Passage given:
# # # # #

As far as context......

I used to hunt birds a lot, especially doves in the fall. The difference when in the open, between a gun thats cammied and not, especially when you are, is pretty obvious right away. When I use a gun thats been painted, I almost always get a lot more shooting, and shooting thats a lot closer.

Ive been painting things since the 60's, and its a passed down thing, not something I dreamed up. Its really nothing new, but maybe its a regional thing, I dont know.

As far as the paint being detrimental to the gun, I have never found that to be the case. If anything, its always been a plus. Ive removed paint from shotguns that were painted 25+ years ago, and used pretty much every season, and there wasnt a speck of rust or wear where the paint remained on the gun, which was 95% of it. Those spots where the paint wore off due to handling and use, were the only points that showed wear or minor rust. The paint protects the gun way more than it damages it, assuming you use the right paint.

# # # # #

Entries shown:
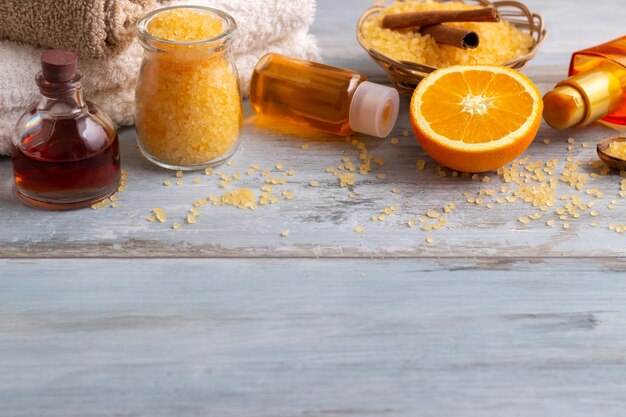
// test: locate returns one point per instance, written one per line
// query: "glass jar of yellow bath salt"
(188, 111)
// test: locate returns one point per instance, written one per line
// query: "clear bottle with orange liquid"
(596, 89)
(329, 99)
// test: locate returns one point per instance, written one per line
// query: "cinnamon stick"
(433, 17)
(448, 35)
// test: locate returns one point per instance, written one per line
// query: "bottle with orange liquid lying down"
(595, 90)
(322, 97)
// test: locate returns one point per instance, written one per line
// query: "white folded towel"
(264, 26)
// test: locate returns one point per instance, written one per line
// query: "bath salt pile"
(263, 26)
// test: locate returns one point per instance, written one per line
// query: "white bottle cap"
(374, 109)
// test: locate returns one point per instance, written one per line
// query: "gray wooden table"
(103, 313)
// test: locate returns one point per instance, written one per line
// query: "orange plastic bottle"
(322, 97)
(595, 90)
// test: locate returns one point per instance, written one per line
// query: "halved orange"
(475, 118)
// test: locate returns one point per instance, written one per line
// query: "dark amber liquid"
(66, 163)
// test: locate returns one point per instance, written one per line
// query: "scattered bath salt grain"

# # # # #

Tasks to perform:
- A) Quote the post about camouflage-painting guns word for word.
- B) Print all the rows that follow the gun-painting post, unchanged and in order, but leave out the pictures.

Answers:
- A)
As far as context......

I used to hunt birds a lot, especially doves in the fall. The difference when in the open, between a gun thats cammied and not, especially when you are, is pretty obvious right away. When I use a gun thats been painted, I almost always get a lot more shooting, and shooting thats a lot closer.

Ive been painting things since the 60's, and its a passed down thing, not something I dreamed up. Its really nothing new, but maybe its a regional thing, I dont know.

As far as the paint being detrimental to the gun, I have never found that to be the case. If anything, its always been a plus. Ive removed paint from shotguns that were painted 25+ years ago, and used pretty much every season, and there wasnt a speck of rust or wear where the paint remained on the gun, which was 95% of it. Those spots where the paint wore off due to handling and use, were the only points that showed wear or minor rust. The paint protects the gun way more than it damages it, assuming you use the right paint.

- B)
// test: locate returns one point per instance, written one per line
// query: "glass jar of yellow bath salt"
(188, 111)
// test: locate returns one point per instance, written one per line
// query: "clear bottle with orange liquid"
(596, 89)
(329, 99)
// test: locate returns one point per instance, written one per line
// query: "cinnamon stick"
(433, 17)
(448, 35)
// test: locate returns one point per instance, written one per line
// query: "bottle with orange liquid lying down"
(595, 90)
(322, 97)
// test: locate returns one point per instance, written one per line
// query: "white folded towel"
(264, 26)
// test: locate returns one point per instance, written one per line
// query: "bath salt pile"
(263, 26)
// test: locate returns one point per instance, written one per line
// query: "white bottle cap"
(374, 109)
// test: locate returns one point per instance, written one per line
// query: "gray wooden table"
(103, 313)
// test: locate returns one point per instance, written one per line
// query: "orange plastic bottle"
(322, 97)
(595, 90)
// test: locate returns one point per instance, written one per line
// query: "halved orange"
(475, 118)
// test: locate returns one point per instance, written one per line
// query: "dark amber liquid"
(66, 163)
// test: locate returns one point per instance, written one per line
// query: "scattered bath salt grain"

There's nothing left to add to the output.